### Excerpt provided
◇ ◇ ◇ ◇ ◇ ◇ ◇

Bump. Most the discussion for this is in #citysimulation on Slack, but I thought I'd post here with a nice little (or big) diagram to give it a bit more permanence.
Just today I talked to
@Cpt. Crispy Crunchy and mentioned the
Holdings concept and its old thread, relating it to other games like Crusader Kings. I've been looking for an elegant hierarchical structure to describe a world including the city simulation stage and I think I came up with a more complete image than in the old thread.
With the hope that it may help support this effort with a nice structural backbone to relate elements to here goes (I have no idea where the stray arrow came from, please ignore!):
The center "spine" is vaguely hourglass-shaped on purpose to indicate the higher level features are further apart (empires and continents don't really relate much) with the narrow neck being the interesting parts to our topic here on city generation / simulation. Likewise at the bottom it gets into what you then might
use the stuff in said cities for.
Left side has more abstract administrative concepts, right side has physical world concepts. Feudalism is a popular game theme for a fantasy / medieval setting, which could easily be one of Terasology's gameplay settings. But that wouldn't at all be an integral part of city stuff, I just like seeing it all on one chart I could imagine using to design such a gameplay template.
Previously my missing link was connecting the feudalistic layers to holdings properly, and from there into physical objects in the world. The world gen talk on Slack has talked about cities, parcels, lots, buildings, and so on. So here they all are, together at last. Missing is all kinds of added flavor - you don't just have a "Count" you might have a "Countess" or an "Earl" or any kind of cultural variants or made up titles. Totally different cultures could have other layers or be missing some but the structure could probably hold as a design to code from.
What especially helped in connecting the two were "Districts" - in this setup a village or city is a barony-level holding, which is the last
abstract layer, it is entirely made up of smaller things from lower layers, namely districts. But districts introduce the first concepts that don't really divide further, like roads or city walls. Similarly districts may be the first layer where there is no obvious noble-type central ruler controlling it, more likely staff typical of whatever flavor the district is. A park may have a top notch lead gardener but he's probably not part of the hierarchical chain of nobility nor living in a mini castle in the park.
You could argue that cities really should deal with walls, and roads connect cities (and in turn counties, duchies, and so on), but really I suspect walls surrounding one or more districts is a better design, especially considering that smaller villages might in turn only have one district (even an undefined default one - no real need to name it if there's only one. Same goes for other layers). Larger cities with multiple districts sometimes have walls
inside the city, separating military installations (the central castle), upscale residential quarters, the general population, and even slums (which may even be outside the city proper). A harbor district may be outside the primary wall yet have nautically-adjusted defenses of its own on the water-facing side.

◇ ◇ ◇ ◇ ◇ ◇ ◇

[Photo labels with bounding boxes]
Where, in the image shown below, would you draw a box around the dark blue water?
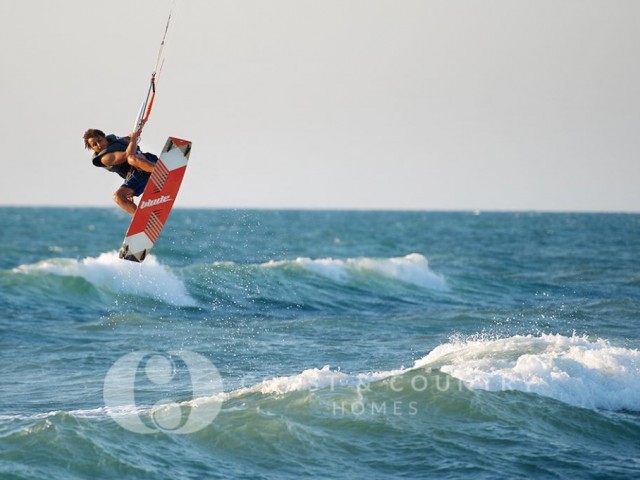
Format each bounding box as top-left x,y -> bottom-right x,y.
0,208 -> 640,479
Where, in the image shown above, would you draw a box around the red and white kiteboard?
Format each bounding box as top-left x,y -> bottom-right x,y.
119,137 -> 191,262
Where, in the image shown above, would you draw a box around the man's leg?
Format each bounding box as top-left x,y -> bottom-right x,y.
113,187 -> 136,215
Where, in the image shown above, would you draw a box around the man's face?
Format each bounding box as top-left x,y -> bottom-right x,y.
87,137 -> 109,153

◇ ◇ ◇ ◇ ◇ ◇ ◇

### Exercise directions
In the post about the holdings hierarchy for city simulation, what level of holding is a village or city?

### Exercise solution
A barony-level holding.